▸ Document section
———

Re: Filter cannot be pushed via a Join

Posted by Xiao Li <ga...@gmail.com>.
Hi, William,

Thanks for reporting it. Could you open a JIRA?

Cheers,

Xiao

William Wong <wi...@gmail.com> 于2019年6月18日周二 上午8:57写道:

> BTW, I noticed a workaround is creating a custom rule to remove 'empty
> local relation' from a union table. However, I am not 100% sure if it is
> the right approach.
>
> On Tue, Jun 18, 2019 at 11:53 PM William Wong <wi...@gmail.com>
> wrote:
>
>> Dear all,
>>
>> I am not sure if it is something expected or not, and should I report it
>> as a bug.  Basically, the constraints of a union table could be turned
>> empty if any subtable is turned into an empty local relation. The side
>> effect is filter cannot be inferred correctly (by
>> InferFiltersFromConstrains)

———

▸ Problem to solve
Can you resume the thread on filters not being pushed through a join, starting right after its last sentence? The listing after this sentence has no role in this exercise.

———

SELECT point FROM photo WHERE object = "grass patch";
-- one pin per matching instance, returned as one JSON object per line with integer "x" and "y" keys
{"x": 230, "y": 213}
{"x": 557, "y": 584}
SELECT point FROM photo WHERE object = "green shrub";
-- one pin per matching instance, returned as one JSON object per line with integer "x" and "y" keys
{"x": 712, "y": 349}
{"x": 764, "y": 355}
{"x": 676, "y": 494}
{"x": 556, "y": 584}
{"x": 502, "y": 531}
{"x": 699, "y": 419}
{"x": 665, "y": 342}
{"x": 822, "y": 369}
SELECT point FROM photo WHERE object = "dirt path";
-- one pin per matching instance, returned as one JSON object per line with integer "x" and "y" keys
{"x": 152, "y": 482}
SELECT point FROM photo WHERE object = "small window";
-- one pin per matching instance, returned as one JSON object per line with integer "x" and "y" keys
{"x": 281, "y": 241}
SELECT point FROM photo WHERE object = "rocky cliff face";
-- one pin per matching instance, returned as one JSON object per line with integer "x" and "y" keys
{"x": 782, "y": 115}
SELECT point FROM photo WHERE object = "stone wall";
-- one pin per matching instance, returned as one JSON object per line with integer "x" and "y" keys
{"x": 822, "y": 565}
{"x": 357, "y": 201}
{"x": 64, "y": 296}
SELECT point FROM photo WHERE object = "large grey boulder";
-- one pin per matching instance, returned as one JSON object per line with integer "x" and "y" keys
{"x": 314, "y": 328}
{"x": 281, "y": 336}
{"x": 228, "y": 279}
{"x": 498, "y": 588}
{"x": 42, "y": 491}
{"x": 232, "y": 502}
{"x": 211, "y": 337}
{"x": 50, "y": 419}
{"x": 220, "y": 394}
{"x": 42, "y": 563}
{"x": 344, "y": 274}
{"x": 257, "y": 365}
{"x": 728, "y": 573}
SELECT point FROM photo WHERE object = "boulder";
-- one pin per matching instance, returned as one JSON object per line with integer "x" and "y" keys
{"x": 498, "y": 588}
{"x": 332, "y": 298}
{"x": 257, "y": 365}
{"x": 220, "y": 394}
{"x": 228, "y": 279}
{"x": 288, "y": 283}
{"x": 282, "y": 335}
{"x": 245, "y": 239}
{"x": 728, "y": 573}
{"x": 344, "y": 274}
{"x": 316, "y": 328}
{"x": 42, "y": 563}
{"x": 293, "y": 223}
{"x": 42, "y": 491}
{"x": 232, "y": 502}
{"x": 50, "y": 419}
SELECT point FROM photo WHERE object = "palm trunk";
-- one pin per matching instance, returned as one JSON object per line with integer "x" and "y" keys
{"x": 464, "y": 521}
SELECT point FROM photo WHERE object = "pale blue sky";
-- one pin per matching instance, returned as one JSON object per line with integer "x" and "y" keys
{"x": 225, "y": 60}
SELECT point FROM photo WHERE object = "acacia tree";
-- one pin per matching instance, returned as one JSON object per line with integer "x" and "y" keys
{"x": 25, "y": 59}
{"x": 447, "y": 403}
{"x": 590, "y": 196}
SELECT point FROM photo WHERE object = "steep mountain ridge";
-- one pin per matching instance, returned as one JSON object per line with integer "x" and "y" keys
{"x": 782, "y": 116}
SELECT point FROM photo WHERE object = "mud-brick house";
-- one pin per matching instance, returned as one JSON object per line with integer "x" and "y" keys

———

▸ Right answer
>>
>> We may reproduce the issue with the following setup:
>> 1) Prepare two tables:
>> * spark.sql("CREATE TABLE IF NOT EXISTS table1(id string, val string)
>> USING PARQUET");
>> * spark.sql("CREATE TABLE IF NOT EXISTS table2(id string, val string)
>> USING PARQUET");
>>
>> 2) Create a union view on table1.
>> * spark.sql("""
>>      | CREATE VIEW partitioned_table_1 AS
>>      | SELECT * FROM table1 WHERE id = 'a'
>>      | UNION ALL
>>      | SELECT * FROM table1 WHERE id = 'b'
>>      | UNION ALL
>>      | SELECT * FROM table1 WHERE id = 'c'
>>      | UNION ALL
>>      | SELECT * FROM table1 WHERE id NOT IN ('a','b','c')
>>      | """.stripMargin)
>>
>> 3) View the optimized plan of this SQL. The filter 't2.id = 'a'' cannot
>> be inferred. We can see that the constraints of the left table are empty.
>>
>> scala> spark.sql("SELECT * FROM partitioned_table_1 t1, table2 t2 WHERE
>> t1.id = t2.id AND t1.id = 'a'").queryExecution.optimizedPlan
>> res39: org.apache.spark.sql.catalyst.plans.logical.LogicalPlan =
>> Join Inner, (id#0 = id#4)
>> :- Union
>> :  :- Filter (isnotnull(id#0) && (id#0 = a))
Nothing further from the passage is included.